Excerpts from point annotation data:
——

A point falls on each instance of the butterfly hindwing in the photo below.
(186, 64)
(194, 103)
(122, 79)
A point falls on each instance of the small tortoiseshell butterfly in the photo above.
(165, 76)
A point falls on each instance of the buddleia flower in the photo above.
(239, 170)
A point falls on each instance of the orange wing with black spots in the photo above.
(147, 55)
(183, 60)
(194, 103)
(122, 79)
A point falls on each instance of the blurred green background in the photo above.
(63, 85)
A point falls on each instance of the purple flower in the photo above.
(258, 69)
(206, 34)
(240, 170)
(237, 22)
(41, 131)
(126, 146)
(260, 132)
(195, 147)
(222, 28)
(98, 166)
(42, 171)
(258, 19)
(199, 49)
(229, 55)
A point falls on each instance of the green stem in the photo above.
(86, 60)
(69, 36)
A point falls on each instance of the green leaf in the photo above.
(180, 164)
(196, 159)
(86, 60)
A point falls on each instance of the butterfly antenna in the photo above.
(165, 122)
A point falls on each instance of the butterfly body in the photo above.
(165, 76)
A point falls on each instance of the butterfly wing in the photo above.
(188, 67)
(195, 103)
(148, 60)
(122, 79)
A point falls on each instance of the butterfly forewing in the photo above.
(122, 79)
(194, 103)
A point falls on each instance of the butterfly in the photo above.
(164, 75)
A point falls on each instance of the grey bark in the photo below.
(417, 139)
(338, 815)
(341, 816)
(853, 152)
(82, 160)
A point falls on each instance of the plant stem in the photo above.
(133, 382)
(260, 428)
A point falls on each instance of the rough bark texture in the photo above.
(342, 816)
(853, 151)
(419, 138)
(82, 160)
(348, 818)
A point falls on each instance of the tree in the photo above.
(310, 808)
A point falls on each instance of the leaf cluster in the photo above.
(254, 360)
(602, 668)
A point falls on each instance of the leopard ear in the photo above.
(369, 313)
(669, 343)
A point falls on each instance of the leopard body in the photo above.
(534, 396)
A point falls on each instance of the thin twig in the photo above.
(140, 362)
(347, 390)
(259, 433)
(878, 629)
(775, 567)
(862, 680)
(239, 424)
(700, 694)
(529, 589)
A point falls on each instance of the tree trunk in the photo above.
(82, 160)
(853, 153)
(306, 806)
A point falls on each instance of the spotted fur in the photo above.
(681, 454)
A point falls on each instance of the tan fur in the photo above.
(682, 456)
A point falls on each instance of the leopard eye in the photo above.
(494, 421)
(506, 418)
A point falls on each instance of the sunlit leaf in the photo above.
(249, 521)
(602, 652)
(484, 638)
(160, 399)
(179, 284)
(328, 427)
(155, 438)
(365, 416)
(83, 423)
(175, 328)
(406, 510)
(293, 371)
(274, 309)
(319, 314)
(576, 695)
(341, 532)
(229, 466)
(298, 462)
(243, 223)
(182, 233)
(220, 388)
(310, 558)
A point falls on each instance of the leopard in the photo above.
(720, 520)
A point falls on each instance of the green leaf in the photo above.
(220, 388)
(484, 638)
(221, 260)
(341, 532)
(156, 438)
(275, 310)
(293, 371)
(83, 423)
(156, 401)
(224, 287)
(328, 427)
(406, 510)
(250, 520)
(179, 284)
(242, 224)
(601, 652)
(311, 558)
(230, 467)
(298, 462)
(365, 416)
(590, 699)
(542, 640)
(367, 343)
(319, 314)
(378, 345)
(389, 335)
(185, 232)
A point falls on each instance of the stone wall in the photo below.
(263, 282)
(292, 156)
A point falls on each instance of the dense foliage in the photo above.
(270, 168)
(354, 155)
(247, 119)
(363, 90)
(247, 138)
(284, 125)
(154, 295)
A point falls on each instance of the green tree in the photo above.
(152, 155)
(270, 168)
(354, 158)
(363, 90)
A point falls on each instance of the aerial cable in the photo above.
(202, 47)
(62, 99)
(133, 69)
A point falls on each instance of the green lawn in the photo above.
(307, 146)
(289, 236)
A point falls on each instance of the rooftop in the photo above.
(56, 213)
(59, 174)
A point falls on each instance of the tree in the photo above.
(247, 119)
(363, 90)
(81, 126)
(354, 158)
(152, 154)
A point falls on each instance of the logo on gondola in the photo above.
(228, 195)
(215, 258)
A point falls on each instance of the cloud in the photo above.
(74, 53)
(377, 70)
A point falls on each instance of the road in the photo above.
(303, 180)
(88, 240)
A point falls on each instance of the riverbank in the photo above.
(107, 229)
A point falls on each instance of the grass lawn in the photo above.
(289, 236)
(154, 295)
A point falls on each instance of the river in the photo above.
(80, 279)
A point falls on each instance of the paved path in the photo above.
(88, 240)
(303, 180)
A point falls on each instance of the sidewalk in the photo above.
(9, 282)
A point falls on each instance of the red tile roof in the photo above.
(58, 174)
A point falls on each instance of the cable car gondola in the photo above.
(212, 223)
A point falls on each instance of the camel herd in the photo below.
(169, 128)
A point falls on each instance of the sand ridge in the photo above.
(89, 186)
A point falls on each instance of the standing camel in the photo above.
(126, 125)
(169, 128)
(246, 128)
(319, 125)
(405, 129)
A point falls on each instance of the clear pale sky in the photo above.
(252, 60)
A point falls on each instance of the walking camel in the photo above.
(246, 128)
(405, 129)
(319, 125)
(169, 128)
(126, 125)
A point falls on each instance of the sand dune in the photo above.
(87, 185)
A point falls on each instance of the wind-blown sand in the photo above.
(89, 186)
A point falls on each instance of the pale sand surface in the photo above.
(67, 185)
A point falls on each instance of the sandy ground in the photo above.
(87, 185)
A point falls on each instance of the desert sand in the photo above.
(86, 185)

——

Recast all of the material above as a two-column CSV with the header row request,points. Give one row per request, with its text in the first field and its answer in the second, each field in double quotes and every line break turned into a space.

Result of the task:
request,points
"A point falls on each instance of the butterfly hindwing in the photo below.","(186, 64) (194, 103) (122, 79)"
"A point falls on each instance of the small tortoiseshell butterfly in the photo above.","(165, 76)"
"A point falls on each instance of the buddleia flower in the photo above.","(239, 170)"
"A point falls on each instance of the orange wing with black spots in the photo above.","(147, 55) (183, 60) (194, 103) (122, 79)"
"A point falls on each instance of the blurred green background in the photo above.","(63, 85)"
"A point falls on each instance of the purple flower in the photo above.","(258, 69) (206, 34) (240, 170) (237, 22) (41, 131) (126, 146) (260, 132) (195, 147) (222, 28) (98, 166) (42, 171) (258, 19) (199, 49) (229, 55)"
"A point falls on each instance of the green stem in the photo above.","(86, 60) (69, 36)"
"A point falls on each instance of the green leaf in the photo above.","(180, 164) (196, 159) (86, 60)"
"A point falls on each instance of the butterfly antenna in the photo above.","(165, 122)"
"A point falls on each instance of the butterfly body in the photo above.","(165, 76)"
"A point falls on each instance of the butterfly wing in the photo above.","(188, 67) (195, 103) (148, 60) (122, 79)"
"A point falls on each instance of the butterfly forewing in the photo above.","(122, 79) (194, 103)"
"A point falls on each instance of the butterfly in the photo above.","(164, 75)"
"A point falls on each instance of the grey bark in the photo below.","(417, 139) (338, 815) (341, 816) (853, 152) (82, 160)"
"A point falls on each instance of the plant stem in the photo above.","(133, 382) (260, 428)"
"A point falls on each instance of the rough bark texture in the photo above.","(342, 816) (853, 151) (419, 138) (82, 160) (348, 818)"
"A point falls on each instance of the tree in the photo above.","(310, 808)"
"A point falls on each instance of the leaf cluster in the photo above.","(254, 360) (602, 668)"
"A point falls on each instance of the leopard ear in the photo above.","(369, 313) (669, 343)"
"A point falls on each instance of the leopard body in the photo above.","(534, 396)"
"A point falls on each instance of the thin twig in the photo above.","(140, 362) (347, 390) (259, 433) (878, 629) (775, 567) (862, 680) (239, 424) (700, 694) (529, 589)"
"A point falls on each instance of the tree trunk in the photo above.","(82, 160) (853, 153) (306, 806)"
"A point falls on each instance of the spotted fur in the photo above.","(681, 454)"
"A point falls on each instance of the tan fur in the photo above.","(682, 456)"
"A point falls on each instance of the leopard eye in the photo above.","(494, 421) (506, 418)"
"A point falls on each instance of the sunlit leaf in the photo above.","(249, 521) (602, 652) (484, 638) (160, 399) (179, 284) (328, 427) (155, 438) (365, 416) (83, 423) (175, 328) (406, 510) (293, 371) (274, 309) (319, 314) (576, 695) (341, 532) (229, 466) (298, 462) (243, 223) (182, 233) (220, 388) (310, 558)"
"A point falls on each instance of the leopard in the photo above.","(720, 520)"
"A point falls on each instance of the green leaf in the photo above.","(220, 388) (484, 638) (221, 260) (341, 532) (156, 438) (275, 310) (293, 371) (83, 423) (156, 401) (224, 287) (328, 427) (406, 510) (250, 520) (179, 284) (242, 224) (601, 652) (311, 558) (230, 467) (298, 462) (365, 416) (590, 699) (542, 640) (367, 343) (319, 314) (378, 345) (389, 335) (185, 232)"
"A point falls on each instance of the stone wall in the photo below.","(263, 282) (292, 156)"
"A point falls on each instance of the dense foliage in the photo above.","(270, 168) (354, 155) (247, 119) (363, 90) (247, 138) (284, 125) (154, 295)"
"A point falls on each instance of the green tree in the photo above.","(152, 155) (270, 168) (354, 158) (363, 90)"
"A point falls on each instance of the aerial cable in the photo above.","(202, 47) (62, 99) (133, 69)"
"A point falls on each instance of the green lawn in the photo above.","(307, 146) (289, 236)"
"A point falls on each instance of the rooftop in the photo above.","(56, 213) (59, 174)"
"A point falls on each instance of the tree in the photo above.","(247, 119) (363, 90) (81, 126) (354, 158) (152, 154)"
"A point falls on each instance of the logo on gondola in the photo above.","(228, 195) (215, 258)"
"A point falls on each instance of the cloud in the photo above.","(74, 53) (377, 70)"
"A point falls on each instance of the road in the photo above.","(303, 180) (88, 240)"
"A point falls on each instance of the riverbank in the photo above.","(107, 229)"
"A point falls on each instance of the grass lawn in the photo above.","(289, 236) (154, 295)"
"A point falls on each instance of the river in the photo above.","(80, 279)"
"A point falls on each instance of the paved path in the photo above.","(88, 240) (303, 180)"
"A point falls on each instance of the sidewalk in the photo above.","(9, 282)"
"A point falls on each instance of the red tile roof in the photo above.","(58, 174)"
"A point falls on each instance of the cable car gondola in the photo above.","(212, 223)"
"A point falls on each instance of the camel herd in the photo below.","(169, 128)"
"A point falls on each instance of the sand ridge in the photo above.","(89, 186)"
"A point falls on each instance of the standing camel in the photo above.","(126, 125) (169, 128) (246, 128) (319, 125) (405, 129)"
"A point falls on each instance of the clear pale sky in the photo above.","(252, 60)"
"A point falls on each instance of the walking camel in the photo above.","(246, 128) (405, 129) (319, 125) (169, 128) (126, 125)"
"A point falls on each instance of the sand dune in the photo above.","(87, 185)"
"A point falls on each instance of the wind-blown sand in the photo above.","(89, 186)"
"A point falls on each instance of the pale sand surface in the photo above.","(67, 185)"
"A point falls on each instance of the sandy ground in the photo above.","(87, 185)"
"A point falls on each instance of the desert sand in the photo above.","(86, 185)"